Text provided
________________________

Ceramic glazes available in the marketplace today carry hidden environmental, social and transportation costs that Coppola says are unnecessary.

Traditionally, glazes are made from minerals mined domestically, or even as far away as Australia and Africa, where workers may endure unhealthy and/or unsafe conditions. A glaze material may have traveled thousands of miles by the time it reaches a ceramist in the United States, in addition to having other negative impacts.

“There’s a really high cost with the status quo the way operations are done right now,” says Coppola. “I’m saying it doesn’t have to be that way.”

Arizona Ceramic Coatings is one of 20 ventures selected for the Edson Student Entrepreneur Initiative’s 2014-2015 cohort.

The Edson Initiative helps ASU student entrepreneurs launch viable startups with up to $20,000 in seed funding, office space at ASU SkySong, mentorship and exclusive training opportunities. The program entered its 10th year this fall, and has provided approximately $1.6 million in funding to more than 140 student ventures so far.

________________________

Records supplied
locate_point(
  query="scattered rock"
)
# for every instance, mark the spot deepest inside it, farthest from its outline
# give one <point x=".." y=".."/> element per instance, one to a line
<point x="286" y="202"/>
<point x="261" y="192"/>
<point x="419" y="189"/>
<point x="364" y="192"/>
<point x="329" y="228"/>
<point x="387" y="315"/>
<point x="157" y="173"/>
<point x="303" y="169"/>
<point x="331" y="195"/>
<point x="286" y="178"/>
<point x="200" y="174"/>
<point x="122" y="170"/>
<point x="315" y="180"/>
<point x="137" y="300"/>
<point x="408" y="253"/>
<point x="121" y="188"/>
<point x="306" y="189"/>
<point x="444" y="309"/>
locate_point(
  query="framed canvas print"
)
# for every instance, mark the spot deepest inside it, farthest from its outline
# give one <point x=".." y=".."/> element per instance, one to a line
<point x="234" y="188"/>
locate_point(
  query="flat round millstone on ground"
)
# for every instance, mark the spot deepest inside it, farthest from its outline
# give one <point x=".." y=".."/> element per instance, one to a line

________________________

Apply what you read
1 – In the piece on ceramic glazes, how many ventures were chosen for the Edson Student Entrepreneur Initiative's 2014-2015 cohort?
2 – Carry on the piece about ceramic glazes after its last sentence.
The records have nothing to do with what is asked here.

Solved tasks
1 – 20 ventures were chosen.

2 –
Although he is a lifelong ceramic hobbyist, Coppola did not conceive of creating a different kind of ceramic glaze until he began pursuing a chemistry degree at ASU. Working with Timothy Steimle, a professor in the Department of Chemistry and Biochemistry, Coppola discovered that materials available in Arizona, when processed, could express a range of colors.

“That was a breakthrough,” says Coppola about the realization that the materials to create an array of glazes could be found in Arizona.

During the same semester, Coppola met Piper through a ceramics course at Herberger. The two soon realized that they shared a mutual interest in creating a ceramic glaze that is non-toxic and sustainably sourced in Arizona. A partnership was born.

Arizona Ceramic Coatings will use Arizona minerals as well as waste from local industry in order to create their glazes, offering an alternative to glazes made from imported materials. The first sites for collecting minerals are already being explored.

Another component of the business is designing the specific mining and processing equipment needed to create the ceramic glazes, as well as more environmentally friendly ceramic furnaces, which are used for the firing of ceramic glazes. Eventually, says Coppola, they would like to make their equipment available for purchase. As the business operation grows, the team anticipates creating jobs and hiring Arizona employees.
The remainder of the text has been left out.